▶ Text segment

....

HTS vs. USS: Which Speech Synthesis Technique is Better?
By now you probably know about Text-to-Speech and how it works (if not, feel free to check out our What is Text-to-Speech and How Does it Work post to learn more). You also know that there are 2 main types of speech synthesis techniques – HTS (HMM based speech system) and USS (Unit Selection Synthesis). So, the next big question on everyone’s mind is which speech synthesis technique is better?
Here at NeoSpeech, we use USS because it is considered to produce the most natural sounding synthesized speech. But HTS has its merits too, such as a much shorter recording time and a smaller database.
Let’s dive into examining these two techniques to find out the pros and cons of each one and help answer the question: which speech synthesis technique is better?
Unit Selection Synthesis (USS)
Let’s start with USS. As I said before, USS produces the most natural sounding synthesized speech. This means that USS produces synthesized voices that sound the most human-like, the most realistic, and the most pleasant to listen to. This is the main reason that NeoSpeech uses USS – because no one wants to listen to a robotic voice that sounds like it is from an 80’s movie!

....

▶ Provided data
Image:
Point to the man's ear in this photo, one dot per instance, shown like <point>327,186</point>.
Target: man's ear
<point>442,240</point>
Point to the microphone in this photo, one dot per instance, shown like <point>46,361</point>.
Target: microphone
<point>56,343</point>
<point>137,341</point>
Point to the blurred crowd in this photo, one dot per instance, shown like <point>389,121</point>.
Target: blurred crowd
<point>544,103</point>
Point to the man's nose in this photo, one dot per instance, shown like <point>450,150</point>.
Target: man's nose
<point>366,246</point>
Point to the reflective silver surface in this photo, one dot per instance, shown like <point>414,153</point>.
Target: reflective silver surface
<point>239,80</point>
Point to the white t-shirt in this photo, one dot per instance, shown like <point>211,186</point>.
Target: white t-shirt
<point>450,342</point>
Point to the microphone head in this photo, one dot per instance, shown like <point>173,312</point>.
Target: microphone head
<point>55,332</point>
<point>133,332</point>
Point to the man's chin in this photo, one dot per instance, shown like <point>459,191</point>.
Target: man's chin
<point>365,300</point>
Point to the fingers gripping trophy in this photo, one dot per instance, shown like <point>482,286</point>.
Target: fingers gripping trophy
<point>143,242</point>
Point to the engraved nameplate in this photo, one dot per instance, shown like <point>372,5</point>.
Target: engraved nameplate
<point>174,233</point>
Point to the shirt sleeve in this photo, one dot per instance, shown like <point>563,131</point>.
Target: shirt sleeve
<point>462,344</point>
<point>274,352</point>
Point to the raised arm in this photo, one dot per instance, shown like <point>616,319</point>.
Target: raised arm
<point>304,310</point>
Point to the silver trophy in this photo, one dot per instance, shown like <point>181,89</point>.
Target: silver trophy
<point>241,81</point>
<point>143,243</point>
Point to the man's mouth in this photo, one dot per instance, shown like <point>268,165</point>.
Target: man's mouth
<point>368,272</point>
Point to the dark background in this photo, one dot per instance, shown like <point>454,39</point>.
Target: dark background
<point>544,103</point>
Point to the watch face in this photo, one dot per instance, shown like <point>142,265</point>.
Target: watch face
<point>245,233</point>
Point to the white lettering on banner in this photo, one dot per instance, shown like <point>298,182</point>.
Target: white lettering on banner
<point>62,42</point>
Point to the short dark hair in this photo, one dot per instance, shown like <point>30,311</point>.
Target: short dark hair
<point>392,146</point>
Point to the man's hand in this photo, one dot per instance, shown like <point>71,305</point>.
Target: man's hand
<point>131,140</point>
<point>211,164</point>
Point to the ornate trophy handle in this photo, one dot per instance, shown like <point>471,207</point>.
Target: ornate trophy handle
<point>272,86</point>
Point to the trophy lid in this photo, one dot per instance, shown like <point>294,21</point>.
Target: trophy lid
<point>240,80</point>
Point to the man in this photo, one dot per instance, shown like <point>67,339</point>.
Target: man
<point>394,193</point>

....

▶ Work to do
1. Render the records, starting at their beginning and ending at the line containing "<point>442,240</point>", as a Markdown table with the columns Num and Line. Number each row and leave out blank lines.
2. Carry on the piece comparing HTS and USS speech synthesis from where it stops.

▶ Answers for this exercise
1.
| Num | Line |
|---|---|
| 1 | Image: |
| 2 | Point to the man's ear in this photo, one dot per instance, shown like <point>327,186</point>. |
| 3 | Target: man's ear |
| 4 | <point>442,240</point> |

2.
How does USS Produce Speech?
In basic terms, USS involves inviting the voice actor in, recording hours and hours of audio, categorizing the actor’s speech into linguistic segments (e.g. words, phrases, and morphemes) and then putting all this information into a huge database. Our Text-to-Speech engine can then search this database for speech units that match the text you’ve typed in, concatenate them together and produce your audio file.
The process is much more complicated than this, but this gives you a good overall idea of how USS works to produce speech. If you’d like to learn more about how USS produces synthesized speech, check out this blog post.
Let’s take a look at the main advantages and disadvantages of USS to get a grasp on whether this technique is the best approach for speech synthesis or if its main competitor, HTS, would win the fight.
The Advantages of USS
- By now, you’ve probably figured out that USS produces the most natural sounding speech.
- Preservation of the Original Actor’s Voice: The Text-to-Speech Engine chooses speech units that best fit the text you have typed in. USS involves pulling these speech units directly from the voice database, thus preserving the original voice of the actor at all times.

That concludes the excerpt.